▸ **TEKS SUMBER**:
^^^^

Ahlan Wa Sahlan Jenderal Budi Gunawan
Masuknya Kepala Badan Intelijen Negara (BIN) Budi Gunawan dalam jajaran Pengurus Pusat Dewan Masjid Indonesia (DMI) menyedot banyak perhatian. Link beritanya menyebar dengan sangat cepat dan masif di sejumlah platform media pertemanan.
Caption ucapan selamat untuk Budi Gunawan yang disebut terpilih menjadi Ketua Umum DMI menggantikan Jusuf Kalla (JK) juga bertebaran di medsos. Padahal posisinya Wakil Ketua Majelis Pakar DMI, bukan ketua umum.
Mengapa masuknya BG -- begitu biasa dipanggil—menjadi heboh? Padahal sejumlah pejabat termasuk Gubernur DKI Anies R Baswedan, dan kolega BG Wakapolri Komjen Pol Syafruddin juga masuk dalam kepengurusan. Mengapa mereka tidak diributkan?
Pertama, posisi BG sebagai kepala BIN yang selama ini selalu diliputi aura kerahasiaan. Pimpinan sebuah lembaga intelijen biasanya lebih tertutup dan tidak tampil di depan khalayak, apalagi menjadi pengurus sebuah organisasi yang berurusan dengan publik.
Dengan menjadi pengurus di Dewan Masjid, mau tidak mau BG harus sering tampil terbuka, atau setidaknya akan banyak berinteraksi dengan pengurus lainnya. Sebagai anggota pimpinan pusat, BG sesekali pasti juga harus bertemu dengan pengurus organisasi DMI di bawahnya.

^^^^

▸ **DATA YANG DIBERIKAN**:
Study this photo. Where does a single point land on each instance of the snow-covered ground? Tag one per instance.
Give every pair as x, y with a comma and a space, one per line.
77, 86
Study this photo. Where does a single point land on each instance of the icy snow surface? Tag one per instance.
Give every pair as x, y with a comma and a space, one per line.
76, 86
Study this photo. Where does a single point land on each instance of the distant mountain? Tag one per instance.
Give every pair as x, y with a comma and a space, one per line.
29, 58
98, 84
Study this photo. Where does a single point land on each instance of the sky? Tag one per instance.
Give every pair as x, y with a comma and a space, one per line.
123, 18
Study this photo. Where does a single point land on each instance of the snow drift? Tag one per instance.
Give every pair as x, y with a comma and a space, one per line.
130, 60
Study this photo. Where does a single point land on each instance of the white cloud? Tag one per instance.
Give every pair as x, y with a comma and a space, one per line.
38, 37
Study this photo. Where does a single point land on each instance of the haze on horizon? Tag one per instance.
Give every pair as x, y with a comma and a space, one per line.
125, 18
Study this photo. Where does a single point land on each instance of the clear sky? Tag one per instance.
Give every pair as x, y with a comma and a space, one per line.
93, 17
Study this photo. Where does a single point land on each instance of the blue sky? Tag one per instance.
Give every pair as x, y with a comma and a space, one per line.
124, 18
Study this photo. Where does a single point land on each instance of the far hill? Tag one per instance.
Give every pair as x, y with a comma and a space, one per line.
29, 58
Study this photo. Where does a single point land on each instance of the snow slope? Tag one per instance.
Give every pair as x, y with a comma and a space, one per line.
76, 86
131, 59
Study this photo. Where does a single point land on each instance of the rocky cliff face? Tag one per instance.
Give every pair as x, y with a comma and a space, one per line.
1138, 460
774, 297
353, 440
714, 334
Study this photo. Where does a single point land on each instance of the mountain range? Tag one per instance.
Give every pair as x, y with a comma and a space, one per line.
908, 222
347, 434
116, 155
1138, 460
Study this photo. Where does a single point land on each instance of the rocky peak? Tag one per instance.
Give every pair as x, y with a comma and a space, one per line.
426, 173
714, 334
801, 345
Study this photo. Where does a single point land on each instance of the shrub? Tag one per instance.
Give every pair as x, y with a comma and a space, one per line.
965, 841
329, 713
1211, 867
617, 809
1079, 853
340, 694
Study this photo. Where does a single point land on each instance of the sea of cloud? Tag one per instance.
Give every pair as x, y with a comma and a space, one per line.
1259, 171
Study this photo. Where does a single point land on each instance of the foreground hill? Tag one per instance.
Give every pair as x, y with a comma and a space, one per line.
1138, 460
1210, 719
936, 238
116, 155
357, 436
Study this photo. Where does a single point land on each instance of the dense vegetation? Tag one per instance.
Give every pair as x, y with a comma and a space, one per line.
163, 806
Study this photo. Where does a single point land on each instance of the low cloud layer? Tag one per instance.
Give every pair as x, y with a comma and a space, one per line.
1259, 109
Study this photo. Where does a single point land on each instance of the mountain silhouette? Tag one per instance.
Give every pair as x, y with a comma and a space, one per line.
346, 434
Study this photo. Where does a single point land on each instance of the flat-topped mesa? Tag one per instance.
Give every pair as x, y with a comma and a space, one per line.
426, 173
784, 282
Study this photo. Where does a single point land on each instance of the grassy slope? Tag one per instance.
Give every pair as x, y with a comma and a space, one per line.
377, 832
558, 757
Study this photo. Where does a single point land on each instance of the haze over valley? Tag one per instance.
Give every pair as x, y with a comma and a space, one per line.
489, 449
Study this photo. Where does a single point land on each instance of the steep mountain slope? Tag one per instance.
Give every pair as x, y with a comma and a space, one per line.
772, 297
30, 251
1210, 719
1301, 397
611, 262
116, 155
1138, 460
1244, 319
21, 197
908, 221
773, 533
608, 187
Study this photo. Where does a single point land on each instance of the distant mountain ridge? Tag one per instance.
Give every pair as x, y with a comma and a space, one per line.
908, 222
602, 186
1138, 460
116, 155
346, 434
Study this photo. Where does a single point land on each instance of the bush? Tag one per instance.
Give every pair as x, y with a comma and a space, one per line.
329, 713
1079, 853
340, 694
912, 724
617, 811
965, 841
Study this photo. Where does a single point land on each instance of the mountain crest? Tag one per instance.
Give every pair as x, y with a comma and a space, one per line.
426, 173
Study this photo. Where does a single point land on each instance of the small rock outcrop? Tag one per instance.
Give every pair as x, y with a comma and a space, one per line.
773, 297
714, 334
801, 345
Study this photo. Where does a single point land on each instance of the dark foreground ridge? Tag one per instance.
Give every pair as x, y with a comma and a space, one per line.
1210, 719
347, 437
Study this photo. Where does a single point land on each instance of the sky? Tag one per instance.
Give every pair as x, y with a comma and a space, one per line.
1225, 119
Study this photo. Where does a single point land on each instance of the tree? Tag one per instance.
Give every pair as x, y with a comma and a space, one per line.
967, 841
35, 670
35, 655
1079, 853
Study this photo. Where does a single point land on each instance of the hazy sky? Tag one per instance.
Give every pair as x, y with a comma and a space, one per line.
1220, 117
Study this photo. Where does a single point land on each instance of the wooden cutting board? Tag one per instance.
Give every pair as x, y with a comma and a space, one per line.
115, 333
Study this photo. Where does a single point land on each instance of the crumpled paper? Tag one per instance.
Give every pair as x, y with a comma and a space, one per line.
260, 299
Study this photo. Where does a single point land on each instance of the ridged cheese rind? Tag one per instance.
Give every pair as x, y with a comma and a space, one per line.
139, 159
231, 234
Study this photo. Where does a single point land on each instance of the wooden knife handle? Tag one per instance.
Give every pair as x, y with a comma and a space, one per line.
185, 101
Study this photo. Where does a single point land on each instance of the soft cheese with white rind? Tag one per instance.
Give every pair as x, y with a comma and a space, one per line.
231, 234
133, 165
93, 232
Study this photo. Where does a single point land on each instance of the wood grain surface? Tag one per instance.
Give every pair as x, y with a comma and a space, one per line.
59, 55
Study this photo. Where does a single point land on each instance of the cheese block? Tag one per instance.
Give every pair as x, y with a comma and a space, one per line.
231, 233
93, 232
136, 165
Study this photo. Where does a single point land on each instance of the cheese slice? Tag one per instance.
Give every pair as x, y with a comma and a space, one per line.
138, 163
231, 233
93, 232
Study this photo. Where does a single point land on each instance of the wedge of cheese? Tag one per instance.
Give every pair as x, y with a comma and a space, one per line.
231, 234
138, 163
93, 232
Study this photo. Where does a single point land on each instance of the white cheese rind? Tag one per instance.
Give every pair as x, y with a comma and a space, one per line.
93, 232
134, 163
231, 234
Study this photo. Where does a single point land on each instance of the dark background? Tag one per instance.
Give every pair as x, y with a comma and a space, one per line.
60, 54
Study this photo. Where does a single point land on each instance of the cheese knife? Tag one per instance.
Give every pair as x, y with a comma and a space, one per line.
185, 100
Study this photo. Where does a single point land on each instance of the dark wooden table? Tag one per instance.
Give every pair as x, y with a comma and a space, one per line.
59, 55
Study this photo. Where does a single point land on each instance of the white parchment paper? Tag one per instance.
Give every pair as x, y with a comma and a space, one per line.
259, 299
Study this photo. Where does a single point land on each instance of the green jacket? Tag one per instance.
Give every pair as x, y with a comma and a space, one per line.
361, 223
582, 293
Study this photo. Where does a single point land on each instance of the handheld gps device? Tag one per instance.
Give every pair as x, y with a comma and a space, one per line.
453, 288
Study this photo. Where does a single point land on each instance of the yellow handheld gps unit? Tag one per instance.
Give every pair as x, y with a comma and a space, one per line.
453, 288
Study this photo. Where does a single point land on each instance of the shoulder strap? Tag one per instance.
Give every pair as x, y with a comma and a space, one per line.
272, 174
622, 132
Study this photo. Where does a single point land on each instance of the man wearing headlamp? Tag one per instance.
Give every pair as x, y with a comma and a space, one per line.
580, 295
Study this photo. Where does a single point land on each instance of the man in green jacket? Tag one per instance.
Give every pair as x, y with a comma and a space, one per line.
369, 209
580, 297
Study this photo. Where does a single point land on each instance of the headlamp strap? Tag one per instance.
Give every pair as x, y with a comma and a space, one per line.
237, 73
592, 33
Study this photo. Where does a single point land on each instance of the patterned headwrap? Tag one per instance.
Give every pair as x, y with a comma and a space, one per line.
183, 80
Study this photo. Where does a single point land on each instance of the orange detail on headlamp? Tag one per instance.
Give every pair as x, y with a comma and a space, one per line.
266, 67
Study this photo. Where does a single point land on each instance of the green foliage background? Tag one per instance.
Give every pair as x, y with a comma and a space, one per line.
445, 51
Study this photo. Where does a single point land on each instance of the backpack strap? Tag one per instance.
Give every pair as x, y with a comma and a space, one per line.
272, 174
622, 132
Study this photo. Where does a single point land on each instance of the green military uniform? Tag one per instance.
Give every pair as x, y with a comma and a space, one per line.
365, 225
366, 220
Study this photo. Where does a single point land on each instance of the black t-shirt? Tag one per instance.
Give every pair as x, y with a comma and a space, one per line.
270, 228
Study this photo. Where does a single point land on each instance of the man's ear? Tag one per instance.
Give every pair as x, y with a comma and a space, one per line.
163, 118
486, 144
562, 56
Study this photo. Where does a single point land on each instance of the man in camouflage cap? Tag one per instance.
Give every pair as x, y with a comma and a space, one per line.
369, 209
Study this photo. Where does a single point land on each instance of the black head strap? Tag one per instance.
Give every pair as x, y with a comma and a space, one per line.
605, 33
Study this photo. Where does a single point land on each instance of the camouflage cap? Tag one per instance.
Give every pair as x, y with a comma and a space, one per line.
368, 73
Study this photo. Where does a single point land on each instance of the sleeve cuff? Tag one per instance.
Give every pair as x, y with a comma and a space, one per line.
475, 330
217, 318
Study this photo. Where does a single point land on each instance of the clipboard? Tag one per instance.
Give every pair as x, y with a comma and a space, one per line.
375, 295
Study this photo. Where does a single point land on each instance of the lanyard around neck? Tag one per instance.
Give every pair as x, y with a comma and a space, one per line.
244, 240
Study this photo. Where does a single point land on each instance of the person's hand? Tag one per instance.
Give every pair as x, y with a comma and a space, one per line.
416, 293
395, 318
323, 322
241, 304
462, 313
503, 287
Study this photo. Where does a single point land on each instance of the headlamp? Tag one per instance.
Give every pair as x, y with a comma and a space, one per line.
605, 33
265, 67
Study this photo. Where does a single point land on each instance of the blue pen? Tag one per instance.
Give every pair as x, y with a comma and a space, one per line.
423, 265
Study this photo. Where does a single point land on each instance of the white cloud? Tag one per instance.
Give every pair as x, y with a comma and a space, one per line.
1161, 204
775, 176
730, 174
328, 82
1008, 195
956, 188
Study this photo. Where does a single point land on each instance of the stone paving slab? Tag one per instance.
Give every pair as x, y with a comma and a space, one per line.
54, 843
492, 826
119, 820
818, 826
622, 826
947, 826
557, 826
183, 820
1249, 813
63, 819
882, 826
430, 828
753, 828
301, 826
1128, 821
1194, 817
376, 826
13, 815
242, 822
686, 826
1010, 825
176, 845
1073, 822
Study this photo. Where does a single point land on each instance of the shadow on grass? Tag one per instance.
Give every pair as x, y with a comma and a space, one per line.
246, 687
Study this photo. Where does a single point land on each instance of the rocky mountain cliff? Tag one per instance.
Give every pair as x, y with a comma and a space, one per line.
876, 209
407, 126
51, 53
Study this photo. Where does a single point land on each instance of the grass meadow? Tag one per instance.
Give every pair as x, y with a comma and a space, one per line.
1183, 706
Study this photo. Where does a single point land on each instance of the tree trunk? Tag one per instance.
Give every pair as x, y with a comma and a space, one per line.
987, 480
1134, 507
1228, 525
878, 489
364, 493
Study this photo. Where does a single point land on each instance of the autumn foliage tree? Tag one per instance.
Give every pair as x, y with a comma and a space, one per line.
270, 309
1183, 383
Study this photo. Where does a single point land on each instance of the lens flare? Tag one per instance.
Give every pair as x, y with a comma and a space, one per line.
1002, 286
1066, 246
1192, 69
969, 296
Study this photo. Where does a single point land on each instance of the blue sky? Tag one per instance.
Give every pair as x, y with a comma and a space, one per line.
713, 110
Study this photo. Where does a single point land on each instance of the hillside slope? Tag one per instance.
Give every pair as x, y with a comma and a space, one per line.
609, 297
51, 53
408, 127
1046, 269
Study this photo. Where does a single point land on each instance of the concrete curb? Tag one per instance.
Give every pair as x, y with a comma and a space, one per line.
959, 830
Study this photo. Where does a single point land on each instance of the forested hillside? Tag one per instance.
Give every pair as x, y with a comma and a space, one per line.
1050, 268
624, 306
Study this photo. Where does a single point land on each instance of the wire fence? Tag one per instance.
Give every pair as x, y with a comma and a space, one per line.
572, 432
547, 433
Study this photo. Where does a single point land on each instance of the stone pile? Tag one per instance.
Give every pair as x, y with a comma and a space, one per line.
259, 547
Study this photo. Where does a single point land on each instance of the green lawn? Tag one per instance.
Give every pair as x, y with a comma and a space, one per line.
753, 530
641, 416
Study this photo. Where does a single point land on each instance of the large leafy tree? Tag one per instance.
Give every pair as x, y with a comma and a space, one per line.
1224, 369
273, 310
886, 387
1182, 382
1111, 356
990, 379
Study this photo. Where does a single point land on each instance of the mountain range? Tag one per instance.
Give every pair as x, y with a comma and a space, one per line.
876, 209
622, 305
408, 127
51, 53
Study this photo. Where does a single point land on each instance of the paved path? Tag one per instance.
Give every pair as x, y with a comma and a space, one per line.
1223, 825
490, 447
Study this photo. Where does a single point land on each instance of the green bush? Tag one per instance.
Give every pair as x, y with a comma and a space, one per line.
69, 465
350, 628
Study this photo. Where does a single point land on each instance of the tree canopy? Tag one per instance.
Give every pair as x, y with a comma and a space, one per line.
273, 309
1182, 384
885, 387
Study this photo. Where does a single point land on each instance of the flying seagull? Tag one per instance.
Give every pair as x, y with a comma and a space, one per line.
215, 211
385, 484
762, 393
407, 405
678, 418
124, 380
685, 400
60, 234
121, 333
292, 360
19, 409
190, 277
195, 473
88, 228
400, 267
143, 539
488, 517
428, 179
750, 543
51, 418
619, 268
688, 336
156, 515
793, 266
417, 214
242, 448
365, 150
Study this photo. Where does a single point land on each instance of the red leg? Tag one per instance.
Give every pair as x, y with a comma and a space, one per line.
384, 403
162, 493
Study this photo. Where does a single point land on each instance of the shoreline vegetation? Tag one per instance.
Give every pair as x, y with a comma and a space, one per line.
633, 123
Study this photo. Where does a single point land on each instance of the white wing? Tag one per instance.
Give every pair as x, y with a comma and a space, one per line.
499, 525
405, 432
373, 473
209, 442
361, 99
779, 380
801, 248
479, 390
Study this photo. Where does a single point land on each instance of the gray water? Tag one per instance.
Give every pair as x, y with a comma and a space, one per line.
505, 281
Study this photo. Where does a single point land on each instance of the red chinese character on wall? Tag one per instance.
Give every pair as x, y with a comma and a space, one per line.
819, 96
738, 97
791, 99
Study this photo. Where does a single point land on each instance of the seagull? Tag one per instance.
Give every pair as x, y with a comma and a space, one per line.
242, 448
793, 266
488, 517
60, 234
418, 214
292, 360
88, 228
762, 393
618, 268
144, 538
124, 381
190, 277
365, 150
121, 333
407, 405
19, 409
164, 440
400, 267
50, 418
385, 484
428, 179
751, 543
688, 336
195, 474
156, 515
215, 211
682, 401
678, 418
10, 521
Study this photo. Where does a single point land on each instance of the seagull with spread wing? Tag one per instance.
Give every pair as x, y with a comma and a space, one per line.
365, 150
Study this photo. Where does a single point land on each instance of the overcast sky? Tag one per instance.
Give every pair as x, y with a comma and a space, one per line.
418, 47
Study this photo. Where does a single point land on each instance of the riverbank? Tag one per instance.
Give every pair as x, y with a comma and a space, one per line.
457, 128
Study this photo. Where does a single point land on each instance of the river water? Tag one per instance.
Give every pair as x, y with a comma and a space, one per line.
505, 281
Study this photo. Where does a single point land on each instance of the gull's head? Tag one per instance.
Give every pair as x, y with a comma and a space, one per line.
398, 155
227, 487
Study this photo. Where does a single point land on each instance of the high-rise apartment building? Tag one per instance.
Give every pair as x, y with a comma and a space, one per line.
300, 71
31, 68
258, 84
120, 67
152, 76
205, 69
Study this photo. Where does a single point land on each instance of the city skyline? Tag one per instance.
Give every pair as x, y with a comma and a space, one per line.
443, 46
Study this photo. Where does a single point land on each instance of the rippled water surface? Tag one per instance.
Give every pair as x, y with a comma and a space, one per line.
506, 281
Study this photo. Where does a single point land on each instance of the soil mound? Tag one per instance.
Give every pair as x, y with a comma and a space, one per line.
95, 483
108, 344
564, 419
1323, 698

^^^^

▸ **DAFTAR TUGAS**:
1. Ulangi kata demi kata bagian teks tentang Budi Gunawan di Dewan Masjid Indonesia, dari "Ahlan Wa Sahlan" sampai "platform media pertemanan.", kedua ujungnya ikut disalin.
2. Dalam teks tentang Budi Gunawan di Dewan Masjid Indonesia, apa alasan pertama yang disebut mengapa masuknya BG ke kepengurusan DMI jadi heboh? Jelaskan dalam satu sampai tiga kalimat.

▸ **JAWABAN TUGAS**:
1.
Ahlan Wa Sahlan Jenderal Budi Gunawan
Masuknya Kepala Badan Intelijen Negara (BIN) Budi Gunawan dalam jajaran Pengurus Pusat Dewan Masjid Indonesia (DMI) menyedot banyak perhatian. Link beritanya menyebar dengan sangat cepat dan masif di sejumlah platform media pertemanan.

2. Alasan pertamanya adalah posisi BG sebagai kepala BIN, yang selama ini selalu diliputi aura kerahasiaan. Pimpinan lembaga intelijen biasanya lebih tertutup dan tidak tampil di depan khalayak. Apalagi kalau ia menjadi pengurus organisasi yang berurusan dengan publik.